• _Short problem_
Revise the rows from the line containing "Drop one marker on each instance of the red" through the line containing "[[179, 168]]", both included, so that "bicycle helmet" reads "cycling helmet" and nothing else changes. Give back only those lines.

• _Dataset extract_
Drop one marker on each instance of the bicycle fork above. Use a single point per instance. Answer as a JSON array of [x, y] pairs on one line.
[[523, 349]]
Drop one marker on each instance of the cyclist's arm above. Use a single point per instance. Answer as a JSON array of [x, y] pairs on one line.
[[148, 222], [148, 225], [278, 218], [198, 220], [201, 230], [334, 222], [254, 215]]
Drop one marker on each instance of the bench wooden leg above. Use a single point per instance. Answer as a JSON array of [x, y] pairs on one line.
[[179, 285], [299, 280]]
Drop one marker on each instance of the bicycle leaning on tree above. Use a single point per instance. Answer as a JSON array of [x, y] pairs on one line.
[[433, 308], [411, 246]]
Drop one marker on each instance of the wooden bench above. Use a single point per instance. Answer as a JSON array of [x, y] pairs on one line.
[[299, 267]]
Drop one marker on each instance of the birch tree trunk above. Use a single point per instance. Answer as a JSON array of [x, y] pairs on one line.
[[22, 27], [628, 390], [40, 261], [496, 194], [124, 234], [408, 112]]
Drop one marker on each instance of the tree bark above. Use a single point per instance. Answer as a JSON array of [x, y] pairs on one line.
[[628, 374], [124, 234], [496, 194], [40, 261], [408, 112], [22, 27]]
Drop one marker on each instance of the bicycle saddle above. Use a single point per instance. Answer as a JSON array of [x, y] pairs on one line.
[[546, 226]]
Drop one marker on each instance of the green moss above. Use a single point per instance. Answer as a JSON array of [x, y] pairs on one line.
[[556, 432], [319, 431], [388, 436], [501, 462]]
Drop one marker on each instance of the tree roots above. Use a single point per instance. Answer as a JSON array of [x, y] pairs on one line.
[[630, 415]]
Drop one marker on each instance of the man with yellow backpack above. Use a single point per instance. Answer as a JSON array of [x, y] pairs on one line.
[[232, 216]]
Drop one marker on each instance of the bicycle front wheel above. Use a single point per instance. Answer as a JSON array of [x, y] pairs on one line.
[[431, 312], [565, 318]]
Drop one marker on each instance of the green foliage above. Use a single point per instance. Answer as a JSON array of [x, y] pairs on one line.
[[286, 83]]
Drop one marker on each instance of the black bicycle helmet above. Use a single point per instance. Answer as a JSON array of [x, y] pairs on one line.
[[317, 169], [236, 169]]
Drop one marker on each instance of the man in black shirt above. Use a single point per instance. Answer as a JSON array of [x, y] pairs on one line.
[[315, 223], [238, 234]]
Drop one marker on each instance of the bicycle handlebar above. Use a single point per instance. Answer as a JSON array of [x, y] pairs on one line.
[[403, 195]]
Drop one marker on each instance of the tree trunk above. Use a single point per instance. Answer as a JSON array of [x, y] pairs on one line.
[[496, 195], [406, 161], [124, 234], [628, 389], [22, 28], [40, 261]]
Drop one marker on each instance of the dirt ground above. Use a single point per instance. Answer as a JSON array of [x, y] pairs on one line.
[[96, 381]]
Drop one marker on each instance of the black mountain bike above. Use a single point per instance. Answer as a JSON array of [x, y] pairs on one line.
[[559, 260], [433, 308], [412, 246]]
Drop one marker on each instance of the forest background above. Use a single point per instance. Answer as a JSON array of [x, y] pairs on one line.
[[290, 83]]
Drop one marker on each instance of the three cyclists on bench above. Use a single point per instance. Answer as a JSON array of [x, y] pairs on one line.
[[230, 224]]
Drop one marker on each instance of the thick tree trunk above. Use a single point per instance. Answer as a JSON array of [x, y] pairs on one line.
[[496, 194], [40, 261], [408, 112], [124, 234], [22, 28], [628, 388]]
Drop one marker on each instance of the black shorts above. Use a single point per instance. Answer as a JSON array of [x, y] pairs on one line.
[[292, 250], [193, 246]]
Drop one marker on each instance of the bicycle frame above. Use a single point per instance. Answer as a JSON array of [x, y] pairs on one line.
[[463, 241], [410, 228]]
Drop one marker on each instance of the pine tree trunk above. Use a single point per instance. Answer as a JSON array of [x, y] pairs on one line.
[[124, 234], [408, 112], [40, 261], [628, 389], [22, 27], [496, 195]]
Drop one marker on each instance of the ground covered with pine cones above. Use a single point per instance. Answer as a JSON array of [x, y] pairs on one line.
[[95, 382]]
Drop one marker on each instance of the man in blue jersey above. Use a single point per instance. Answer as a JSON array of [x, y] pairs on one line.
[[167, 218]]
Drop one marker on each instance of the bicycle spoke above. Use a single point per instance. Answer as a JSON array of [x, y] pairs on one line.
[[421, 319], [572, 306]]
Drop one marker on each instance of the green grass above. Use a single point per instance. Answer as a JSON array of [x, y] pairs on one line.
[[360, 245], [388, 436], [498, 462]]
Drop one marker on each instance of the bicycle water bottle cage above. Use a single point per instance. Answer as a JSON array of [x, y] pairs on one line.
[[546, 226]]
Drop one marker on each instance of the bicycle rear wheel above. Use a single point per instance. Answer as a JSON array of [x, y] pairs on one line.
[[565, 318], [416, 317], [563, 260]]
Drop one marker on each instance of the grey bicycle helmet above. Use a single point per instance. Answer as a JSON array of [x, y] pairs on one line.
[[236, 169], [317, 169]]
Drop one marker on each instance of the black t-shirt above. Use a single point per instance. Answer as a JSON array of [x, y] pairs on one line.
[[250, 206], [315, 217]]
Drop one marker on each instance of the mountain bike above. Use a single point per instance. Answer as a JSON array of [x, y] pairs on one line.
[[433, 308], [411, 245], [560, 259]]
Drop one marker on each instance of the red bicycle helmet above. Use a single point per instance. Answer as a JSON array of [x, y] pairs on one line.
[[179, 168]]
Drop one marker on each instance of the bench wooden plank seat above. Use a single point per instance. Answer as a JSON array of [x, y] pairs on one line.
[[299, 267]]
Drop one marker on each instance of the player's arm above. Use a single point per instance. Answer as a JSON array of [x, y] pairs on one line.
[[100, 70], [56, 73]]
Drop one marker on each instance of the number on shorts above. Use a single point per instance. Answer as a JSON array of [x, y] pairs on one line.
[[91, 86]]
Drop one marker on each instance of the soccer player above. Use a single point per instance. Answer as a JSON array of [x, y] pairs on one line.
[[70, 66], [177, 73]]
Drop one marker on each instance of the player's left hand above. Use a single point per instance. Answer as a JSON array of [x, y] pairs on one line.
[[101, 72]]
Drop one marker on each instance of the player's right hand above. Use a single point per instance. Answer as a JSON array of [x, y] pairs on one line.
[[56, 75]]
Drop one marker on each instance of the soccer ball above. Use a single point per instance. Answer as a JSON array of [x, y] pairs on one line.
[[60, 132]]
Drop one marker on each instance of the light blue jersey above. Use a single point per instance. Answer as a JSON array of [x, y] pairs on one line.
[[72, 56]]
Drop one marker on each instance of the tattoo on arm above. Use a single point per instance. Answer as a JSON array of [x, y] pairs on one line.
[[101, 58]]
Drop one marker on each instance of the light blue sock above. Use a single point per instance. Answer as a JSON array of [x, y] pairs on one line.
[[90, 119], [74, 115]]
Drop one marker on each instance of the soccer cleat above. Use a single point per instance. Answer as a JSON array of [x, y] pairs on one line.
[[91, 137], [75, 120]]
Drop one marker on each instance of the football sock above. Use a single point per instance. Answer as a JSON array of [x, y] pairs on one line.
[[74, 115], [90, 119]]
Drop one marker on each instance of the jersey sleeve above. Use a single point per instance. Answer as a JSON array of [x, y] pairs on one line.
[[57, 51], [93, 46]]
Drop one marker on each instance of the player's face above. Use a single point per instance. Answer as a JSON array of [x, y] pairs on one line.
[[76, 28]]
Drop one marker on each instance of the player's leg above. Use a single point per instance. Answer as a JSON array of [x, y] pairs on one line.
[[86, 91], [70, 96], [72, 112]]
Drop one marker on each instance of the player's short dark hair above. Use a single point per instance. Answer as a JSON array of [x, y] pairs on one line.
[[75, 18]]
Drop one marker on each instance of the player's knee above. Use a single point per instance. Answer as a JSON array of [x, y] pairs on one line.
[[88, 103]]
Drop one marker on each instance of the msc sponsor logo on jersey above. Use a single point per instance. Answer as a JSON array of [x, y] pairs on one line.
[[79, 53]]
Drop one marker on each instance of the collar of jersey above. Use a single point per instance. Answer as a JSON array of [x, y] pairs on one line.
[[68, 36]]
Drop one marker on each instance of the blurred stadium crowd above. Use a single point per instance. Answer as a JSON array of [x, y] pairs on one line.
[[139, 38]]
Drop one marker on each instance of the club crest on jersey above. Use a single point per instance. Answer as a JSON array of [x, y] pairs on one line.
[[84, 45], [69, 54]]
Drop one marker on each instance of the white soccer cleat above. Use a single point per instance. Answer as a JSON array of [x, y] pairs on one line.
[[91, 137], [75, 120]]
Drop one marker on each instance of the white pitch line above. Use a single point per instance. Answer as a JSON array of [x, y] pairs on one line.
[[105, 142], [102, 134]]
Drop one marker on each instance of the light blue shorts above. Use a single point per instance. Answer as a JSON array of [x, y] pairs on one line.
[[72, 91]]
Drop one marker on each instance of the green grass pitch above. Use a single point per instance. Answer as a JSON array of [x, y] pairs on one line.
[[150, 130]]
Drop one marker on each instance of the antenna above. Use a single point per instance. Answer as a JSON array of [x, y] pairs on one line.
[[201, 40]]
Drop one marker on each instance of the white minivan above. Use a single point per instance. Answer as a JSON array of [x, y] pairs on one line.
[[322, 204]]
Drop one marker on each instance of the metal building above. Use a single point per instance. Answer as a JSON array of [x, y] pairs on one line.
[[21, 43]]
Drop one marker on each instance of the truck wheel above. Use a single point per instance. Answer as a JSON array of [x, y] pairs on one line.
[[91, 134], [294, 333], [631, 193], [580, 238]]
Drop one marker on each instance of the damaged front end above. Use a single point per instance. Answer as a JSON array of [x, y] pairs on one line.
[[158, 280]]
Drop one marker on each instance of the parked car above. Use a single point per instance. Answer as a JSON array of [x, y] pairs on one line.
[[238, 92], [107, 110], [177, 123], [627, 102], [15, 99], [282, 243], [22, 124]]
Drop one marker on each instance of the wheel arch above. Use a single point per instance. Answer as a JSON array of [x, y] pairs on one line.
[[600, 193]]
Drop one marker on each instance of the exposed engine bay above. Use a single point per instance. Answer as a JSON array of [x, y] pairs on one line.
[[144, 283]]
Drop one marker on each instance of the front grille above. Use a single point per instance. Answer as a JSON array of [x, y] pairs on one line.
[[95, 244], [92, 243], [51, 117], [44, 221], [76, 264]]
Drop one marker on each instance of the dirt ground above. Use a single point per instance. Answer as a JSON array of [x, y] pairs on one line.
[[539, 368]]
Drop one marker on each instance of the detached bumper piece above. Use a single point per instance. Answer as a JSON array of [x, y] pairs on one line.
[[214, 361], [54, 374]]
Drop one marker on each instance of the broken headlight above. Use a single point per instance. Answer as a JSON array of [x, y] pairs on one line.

• _Expected answer_
Drop one marker on each instance of the red cycling helmet above. Use a single point per instance. Answer as a JSON array of [x, y] pairs on one line.
[[179, 168]]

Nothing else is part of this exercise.